=== Text extract ===
· · · ·

# Horse Training



## Breezy2011 (Nov 23, 2012)

For all of those who keep up with my threads and posts, I am not asking a question.

I am explaining the training I have done and what I am going to do. First of all, you can say that I will not be able to break Breeze myself, but I am and will. I will have help with a trainer, but I will be the only one who is getting on her back for a while. 

Anyways, yesterday I put the bareback pad on my 2 year old. Did she freak out? No she didn't. I tightened the girth so the pad would stay put, I took it off, and back on, I did not hold Breeze back, I dropped the lead rope and she stood there. I put the bareback pad on and took it off on both sides of her, rubbed it all over, moved it over her butt, and up her neck a little. I made the sturrips bump against her side and she stood their.

She had no problem with it being on her back, or around her belly, as tight as a saddle would be. 

Other training I have done is this:
-lunge her, walking, trotting, stop.
-backing up
-desensitizing to ropes, whips, farm equipment, balls, etc.
-halter train and leading
-standing still while tied
-working on ground tying
-much more..pm me if you would like to know.

I am the one who halter broke her, and trained her to lead. I got Breeze as a wild yearling and she is about to turn 2 in 2013.


----------



## rookie (May 14, 2012)

Breezy, I am glad things went well today with your horse. I am glad you are working with a trainer. I am confused as to the point of your discussion thread. Is this meant to show up all those that doubted you? Isn't the best response to criticism to shut it down not with harsh words but with success? The best revenge is a life lived well. Your horse is doing well in training and that should be reward enough. I can understand the desire to share in great training achievements; however, the sweet taste of victory was not what I got out of this thread. I might have mis-read it but what I got was the preverbial thumbed nose to those who questioned your abilities. These sort of threads are the kind that make people poo poo your abilities because they show a lack of maturity in my opinion. Which could lead to greater blow back. The other alternative I got was that you were trying to sell yourself as a trainer. Which I don't see being true but I could see someone who is unfamiliar with your previous posts deducing that from this post. 

Again, I am glad you and your horse are doing well. I hope you have continued success. I don't mean to call you childish or immature, we all do things that belie our age from time to time.


----------



## gigem88 (May 10, 2011)

Good for you, hope you continue to have success! Post some photos when you can.


----------



## Breezy2011 (Nov 23, 2012)

rookie said:


> Breezy, I am glad things went well today with your horse. I am glad you are working with a trainer. I am confused as to the point of your discussion thread. Is this meant to show up all those that doubted you? Isn't the best response to criticism to shut it down not with harsh words but with success? The best revenge is a life lived well. Your horse is doing well in training and that should be reward enough. I can understand the desire to share in great training achievements; however, the sweet taste of victory was not what I got out of this thread. I might have mis-read it but what I got was the preverbial thumbed nose to those who questioned your abilities. These sort of threads are the kind that make people poo poo your abilities because they show a lack of maturity in my opinion. Which could lead to greater blow back. The other alternative I got was that you were trying to sell yourself as a trainer. Which I don't see being true but I could see someone who is unfamiliar with your previous posts deducing that from this post.
> 
> Again, I am glad you and your horse are doing well. I hope you have continued success. I don't mean to call you childish or immature, we all do things that belie our age from time to time.


I am by no means calling myself a trainer. I just want to train my own horse, so she listens to me, and my way of riding. I will get other people to ride her also, to get her use to differents ways of riding and to listen to everyone.

I am not trying to get back to people who once doubted me, but I do want to tell them, and let them know, that I can do it, as most think I cannot. 

I am not acting immature by spreading the word that training Breeze is going great.


----------

· · · ·

=== Data block ===

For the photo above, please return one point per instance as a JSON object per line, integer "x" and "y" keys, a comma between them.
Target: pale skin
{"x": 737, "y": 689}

· · · ·

=== Instruction ===
In the horse training thread, what did Breezy2011 put on the two-year-old horse the day before posting?

=== Result ===
A bareback pad.